■ Supplied material
+++

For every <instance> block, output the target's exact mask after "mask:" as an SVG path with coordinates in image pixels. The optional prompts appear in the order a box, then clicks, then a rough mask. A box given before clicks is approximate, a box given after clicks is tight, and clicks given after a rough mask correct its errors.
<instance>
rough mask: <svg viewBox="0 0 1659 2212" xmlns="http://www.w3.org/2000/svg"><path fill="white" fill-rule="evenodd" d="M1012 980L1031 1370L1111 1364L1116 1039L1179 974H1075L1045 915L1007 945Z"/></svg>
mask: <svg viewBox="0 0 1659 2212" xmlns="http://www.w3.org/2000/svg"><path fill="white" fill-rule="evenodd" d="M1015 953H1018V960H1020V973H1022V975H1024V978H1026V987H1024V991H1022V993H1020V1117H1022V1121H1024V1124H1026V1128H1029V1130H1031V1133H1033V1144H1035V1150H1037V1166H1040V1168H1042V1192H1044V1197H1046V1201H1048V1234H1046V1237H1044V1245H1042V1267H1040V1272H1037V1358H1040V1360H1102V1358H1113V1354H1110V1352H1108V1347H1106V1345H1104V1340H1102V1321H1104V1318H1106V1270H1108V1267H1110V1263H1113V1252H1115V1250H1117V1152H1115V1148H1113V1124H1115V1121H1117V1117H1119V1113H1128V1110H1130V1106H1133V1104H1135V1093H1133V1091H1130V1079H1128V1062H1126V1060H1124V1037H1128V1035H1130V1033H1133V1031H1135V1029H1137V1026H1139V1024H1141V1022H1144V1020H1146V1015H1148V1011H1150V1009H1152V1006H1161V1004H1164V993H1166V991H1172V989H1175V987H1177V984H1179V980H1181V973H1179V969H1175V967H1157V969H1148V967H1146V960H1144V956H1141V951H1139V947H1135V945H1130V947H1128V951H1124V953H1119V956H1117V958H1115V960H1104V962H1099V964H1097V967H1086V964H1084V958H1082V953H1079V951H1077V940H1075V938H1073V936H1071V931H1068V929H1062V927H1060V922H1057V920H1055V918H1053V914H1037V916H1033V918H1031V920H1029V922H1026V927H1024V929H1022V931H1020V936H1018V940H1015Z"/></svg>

+++

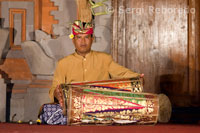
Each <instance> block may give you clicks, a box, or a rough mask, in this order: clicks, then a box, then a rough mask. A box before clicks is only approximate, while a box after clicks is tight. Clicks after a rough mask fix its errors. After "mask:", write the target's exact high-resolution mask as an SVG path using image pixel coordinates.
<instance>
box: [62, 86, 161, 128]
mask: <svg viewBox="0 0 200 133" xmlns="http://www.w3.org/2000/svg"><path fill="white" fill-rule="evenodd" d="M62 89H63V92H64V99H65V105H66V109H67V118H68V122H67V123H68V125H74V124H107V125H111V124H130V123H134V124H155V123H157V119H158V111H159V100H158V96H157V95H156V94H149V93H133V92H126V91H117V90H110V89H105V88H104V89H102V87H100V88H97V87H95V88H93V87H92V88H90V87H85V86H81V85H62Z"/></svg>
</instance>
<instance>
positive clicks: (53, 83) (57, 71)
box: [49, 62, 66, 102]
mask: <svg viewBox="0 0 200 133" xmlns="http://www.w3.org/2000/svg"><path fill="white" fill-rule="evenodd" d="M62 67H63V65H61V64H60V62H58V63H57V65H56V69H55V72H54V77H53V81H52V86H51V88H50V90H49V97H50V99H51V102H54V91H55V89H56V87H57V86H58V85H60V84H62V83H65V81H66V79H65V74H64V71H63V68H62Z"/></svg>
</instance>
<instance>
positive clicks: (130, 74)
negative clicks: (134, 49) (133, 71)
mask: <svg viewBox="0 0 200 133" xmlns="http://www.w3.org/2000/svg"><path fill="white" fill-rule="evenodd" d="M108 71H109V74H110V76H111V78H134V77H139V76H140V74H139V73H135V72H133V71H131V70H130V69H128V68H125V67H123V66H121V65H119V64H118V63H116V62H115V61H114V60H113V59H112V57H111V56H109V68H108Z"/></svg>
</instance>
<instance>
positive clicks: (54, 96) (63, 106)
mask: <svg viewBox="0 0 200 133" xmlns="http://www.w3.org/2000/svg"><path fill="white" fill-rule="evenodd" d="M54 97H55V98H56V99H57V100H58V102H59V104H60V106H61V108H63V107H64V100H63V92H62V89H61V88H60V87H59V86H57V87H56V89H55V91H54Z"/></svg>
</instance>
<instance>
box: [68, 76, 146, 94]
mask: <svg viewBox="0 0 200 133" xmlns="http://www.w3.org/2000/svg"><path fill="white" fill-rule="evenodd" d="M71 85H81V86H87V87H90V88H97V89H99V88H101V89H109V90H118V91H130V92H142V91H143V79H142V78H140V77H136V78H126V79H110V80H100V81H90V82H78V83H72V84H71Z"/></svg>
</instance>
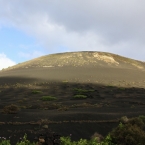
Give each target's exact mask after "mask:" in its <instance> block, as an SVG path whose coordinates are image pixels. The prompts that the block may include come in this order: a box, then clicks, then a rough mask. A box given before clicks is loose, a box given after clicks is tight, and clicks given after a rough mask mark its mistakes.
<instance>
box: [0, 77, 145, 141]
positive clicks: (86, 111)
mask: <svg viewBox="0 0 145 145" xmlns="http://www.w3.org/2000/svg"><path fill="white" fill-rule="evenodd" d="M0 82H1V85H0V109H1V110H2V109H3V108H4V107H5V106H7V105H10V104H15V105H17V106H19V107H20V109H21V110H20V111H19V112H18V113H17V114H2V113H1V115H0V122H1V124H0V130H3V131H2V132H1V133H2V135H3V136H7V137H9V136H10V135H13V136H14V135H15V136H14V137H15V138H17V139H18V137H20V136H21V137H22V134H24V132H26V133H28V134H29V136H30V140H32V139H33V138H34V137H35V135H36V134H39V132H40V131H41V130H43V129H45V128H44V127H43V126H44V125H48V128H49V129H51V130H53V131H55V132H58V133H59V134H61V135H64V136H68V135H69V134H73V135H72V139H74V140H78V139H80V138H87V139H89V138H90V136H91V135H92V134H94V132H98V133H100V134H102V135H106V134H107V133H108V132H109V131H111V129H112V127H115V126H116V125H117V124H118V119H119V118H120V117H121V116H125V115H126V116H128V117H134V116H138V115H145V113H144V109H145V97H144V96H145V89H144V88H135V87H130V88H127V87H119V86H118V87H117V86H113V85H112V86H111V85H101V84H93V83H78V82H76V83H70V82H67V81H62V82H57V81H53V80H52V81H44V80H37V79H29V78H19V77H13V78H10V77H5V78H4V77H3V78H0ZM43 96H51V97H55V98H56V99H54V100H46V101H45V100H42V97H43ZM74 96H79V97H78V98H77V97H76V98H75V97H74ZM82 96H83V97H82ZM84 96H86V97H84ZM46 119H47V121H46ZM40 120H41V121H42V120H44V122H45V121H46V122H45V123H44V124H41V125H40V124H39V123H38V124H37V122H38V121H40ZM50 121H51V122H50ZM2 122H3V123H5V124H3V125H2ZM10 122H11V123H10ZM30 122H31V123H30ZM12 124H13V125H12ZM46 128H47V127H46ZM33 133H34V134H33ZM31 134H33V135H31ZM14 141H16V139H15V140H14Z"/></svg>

+++

■ About this task
Please change "rough mask" to "coarse mask" in the listing above, starting at the line that contains "For every <instance>" and stopping after the line that contains "rough mask: <svg". Rewrite only those lines, with nothing else altered.

■ Finished exercise
For every <instance> block, output the target's exact mask after "mask:" as an SVG path with coordinates in image pixels. The optional prompts appear in the order a box, then clicks, then a coarse mask. A box given before clicks is approximate, a box given after clicks is tight, and clicks given after a coarse mask correct its errors.
<instance>
coarse mask: <svg viewBox="0 0 1659 2212" xmlns="http://www.w3.org/2000/svg"><path fill="white" fill-rule="evenodd" d="M1012 980L1031 1370L1111 1364L1116 1039L1179 974H1075L1045 915L1007 945Z"/></svg>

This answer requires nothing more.